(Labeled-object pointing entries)

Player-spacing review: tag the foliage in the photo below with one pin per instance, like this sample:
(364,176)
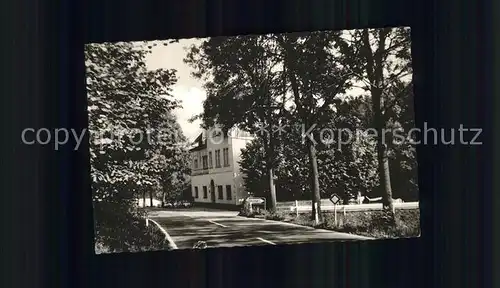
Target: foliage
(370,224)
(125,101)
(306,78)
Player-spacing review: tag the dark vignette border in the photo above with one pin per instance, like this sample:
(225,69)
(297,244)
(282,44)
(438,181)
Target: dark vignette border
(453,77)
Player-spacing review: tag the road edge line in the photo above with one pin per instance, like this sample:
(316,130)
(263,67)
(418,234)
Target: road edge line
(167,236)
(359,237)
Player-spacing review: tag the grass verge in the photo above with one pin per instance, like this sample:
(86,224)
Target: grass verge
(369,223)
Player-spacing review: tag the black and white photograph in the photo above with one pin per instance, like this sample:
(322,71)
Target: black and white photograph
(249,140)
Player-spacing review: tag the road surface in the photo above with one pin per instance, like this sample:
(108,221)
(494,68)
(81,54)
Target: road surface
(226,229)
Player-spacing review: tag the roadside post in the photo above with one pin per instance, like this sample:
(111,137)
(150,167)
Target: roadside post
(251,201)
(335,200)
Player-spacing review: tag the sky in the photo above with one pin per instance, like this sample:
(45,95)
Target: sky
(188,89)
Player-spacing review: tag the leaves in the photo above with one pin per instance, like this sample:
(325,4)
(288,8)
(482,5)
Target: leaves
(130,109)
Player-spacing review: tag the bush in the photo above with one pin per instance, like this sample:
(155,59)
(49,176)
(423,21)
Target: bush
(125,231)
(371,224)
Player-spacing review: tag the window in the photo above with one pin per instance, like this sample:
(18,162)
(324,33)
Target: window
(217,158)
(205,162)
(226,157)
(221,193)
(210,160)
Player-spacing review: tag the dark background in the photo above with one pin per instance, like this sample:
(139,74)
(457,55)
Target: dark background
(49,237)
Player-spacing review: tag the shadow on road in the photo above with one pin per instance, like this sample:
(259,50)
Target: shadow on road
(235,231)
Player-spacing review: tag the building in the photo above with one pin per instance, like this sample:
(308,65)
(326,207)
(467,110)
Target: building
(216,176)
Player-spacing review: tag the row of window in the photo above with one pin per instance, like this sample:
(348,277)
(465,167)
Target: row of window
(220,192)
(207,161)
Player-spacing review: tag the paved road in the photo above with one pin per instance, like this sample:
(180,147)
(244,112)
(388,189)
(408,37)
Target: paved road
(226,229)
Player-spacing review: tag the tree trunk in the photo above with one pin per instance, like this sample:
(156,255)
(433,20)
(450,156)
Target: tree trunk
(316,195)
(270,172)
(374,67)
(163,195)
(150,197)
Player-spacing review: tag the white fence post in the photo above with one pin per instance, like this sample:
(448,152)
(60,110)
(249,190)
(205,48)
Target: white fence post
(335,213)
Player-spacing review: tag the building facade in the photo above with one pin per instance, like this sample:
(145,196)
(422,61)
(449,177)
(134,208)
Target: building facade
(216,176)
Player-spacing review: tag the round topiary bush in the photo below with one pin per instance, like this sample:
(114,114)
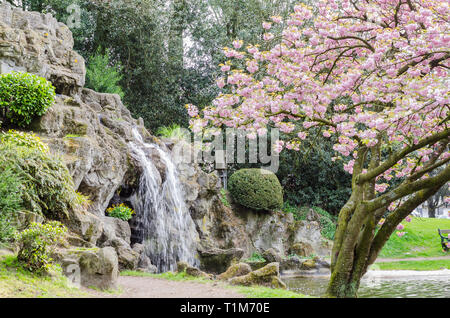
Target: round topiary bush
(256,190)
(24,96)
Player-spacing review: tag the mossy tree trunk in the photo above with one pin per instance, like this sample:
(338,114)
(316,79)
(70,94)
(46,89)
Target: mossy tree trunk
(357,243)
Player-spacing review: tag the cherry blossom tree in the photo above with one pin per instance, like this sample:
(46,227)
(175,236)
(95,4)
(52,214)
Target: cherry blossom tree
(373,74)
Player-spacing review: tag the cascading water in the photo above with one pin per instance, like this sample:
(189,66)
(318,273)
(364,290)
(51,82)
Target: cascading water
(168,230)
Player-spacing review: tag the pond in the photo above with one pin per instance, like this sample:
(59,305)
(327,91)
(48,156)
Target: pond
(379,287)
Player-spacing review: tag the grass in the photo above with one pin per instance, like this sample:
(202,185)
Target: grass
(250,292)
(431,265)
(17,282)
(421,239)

| TASK |
Reproduce all of the material above with "Pin-placement check" substituted for every "Player-spacing review", keeping everything else unchanged and omitting the pictures.

| ANSWER FOR THIS EXERCISE |
Pin-placement check: tag the foliage in the photo below with one pin per instance, like this sample:
(364,176)
Target: foliage
(370,224)
(125,101)
(306,78)
Pin-placement check: tag the dark vignette border in the photo above with one pin per instance, like this sample:
(225,69)
(297,244)
(282,44)
(438,181)
Target: dark vignette border
(453,77)
Pin-placement check: tag the road edge line in the photo above with one pin per instance, like this sample:
(316,130)
(263,67)
(418,234)
Target: road edge line
(167,236)
(359,237)
Pin-placement check: tag the grass verge in the photo above with one pin per instance, like this sample:
(86,224)
Target: grass verge
(369,223)
Pin-placement check: tag the black and white photograph in the photo above with one pin per instance, like this sample:
(322,71)
Target: black and white photograph
(249,140)
Pin-placement check: tag the road surface in the photo above with one pin per instance, like this sample:
(108,221)
(494,68)
(81,54)
Target: road surface
(226,229)
Pin-placement check: tag the roadside post in the photo above with one pin per instance, like this sample:
(111,137)
(150,167)
Target: roadside post
(251,201)
(335,200)
Pin-placement check: tag the sky in the photo above with one pin per instance, like this sample:
(45,95)
Target: sky
(188,89)
Pin-placement check: tag the leaves in the photo above with one pin per instance, like this sample:
(325,4)
(288,8)
(482,5)
Target: leaves
(130,109)
Pin-placement check: tag the bush in the photo above with one pin per instance, like this sample:
(155,59)
(49,176)
(423,21)
Target: bush
(125,231)
(371,224)
Pin-placement check: tag the window in the photo above with one pin per instance, like this sample:
(18,162)
(324,33)
Target: window
(217,158)
(205,162)
(226,157)
(221,193)
(210,160)
Pin-placement check: tag the dark background in the photo above with one pin per instance, like this sample:
(139,74)
(457,55)
Target: dark background
(49,237)
Pin-placement check: tag the shadow on road in the photo above with one pin per instance, like this sample:
(259,50)
Target: shadow on road
(235,231)
Pin-placement check: tag the building in the photo above with one pin per instance, like this sample:
(308,65)
(326,207)
(467,110)
Target: building
(216,176)
Pin-placement check: tag the row of window in the photo above with one pin per instance, like this sample:
(348,277)
(465,167)
Target: row of window
(220,192)
(207,161)
Pin-placement check: tag the paved road in the photo above with one pin per instance, like this sample:
(180,147)
(244,112)
(388,189)
(408,37)
Target: paved road
(226,229)
Pin-placement check: tag the tree trunk in the photo above with one pin per instance, like this sample:
(156,255)
(433,20)
(450,156)
Target: tree trunk
(316,195)
(270,172)
(374,67)
(163,195)
(150,197)
Pin-placement check: tag the white fence post in the photo above with one pin per instance, like this sample:
(448,152)
(60,110)
(249,190)
(205,48)
Target: white fence post
(335,213)
Pin-placement check: tag the building facade in the photo above with one pin per instance, like this sample:
(145,196)
(422,61)
(449,177)
(134,208)
Target: building facade
(216,176)
Pin-placement check: tag the round topiary bush in the photo below with one pin per instance, like this sample:
(114,114)
Target: round topiary bush
(256,190)
(24,96)
Pin-placement check: tag the mossy tree trunk in the photo above with one pin per instance, like this sample:
(338,114)
(316,79)
(70,94)
(46,89)
Target: mossy tree trunk
(357,243)
Pin-placement check: tag the cherry blossom tree in the photo above with one pin per instance, like this sample:
(46,227)
(175,236)
(95,4)
(52,214)
Target: cherry blossom tree
(373,74)
Pin-placement check: tag the cascading water in the photo above with one pin per instance, like this sample:
(189,66)
(318,273)
(364,290)
(51,82)
Target: cascading water
(168,230)
Pin-placement check: tag the pond in the photo above with one pin per instance, like this sample:
(59,305)
(327,91)
(48,156)
Target: pond
(379,287)
Pin-placement check: tag the grass in the photo above with one pin per instance, like this sample:
(202,185)
Target: grass
(250,292)
(431,265)
(17,282)
(421,239)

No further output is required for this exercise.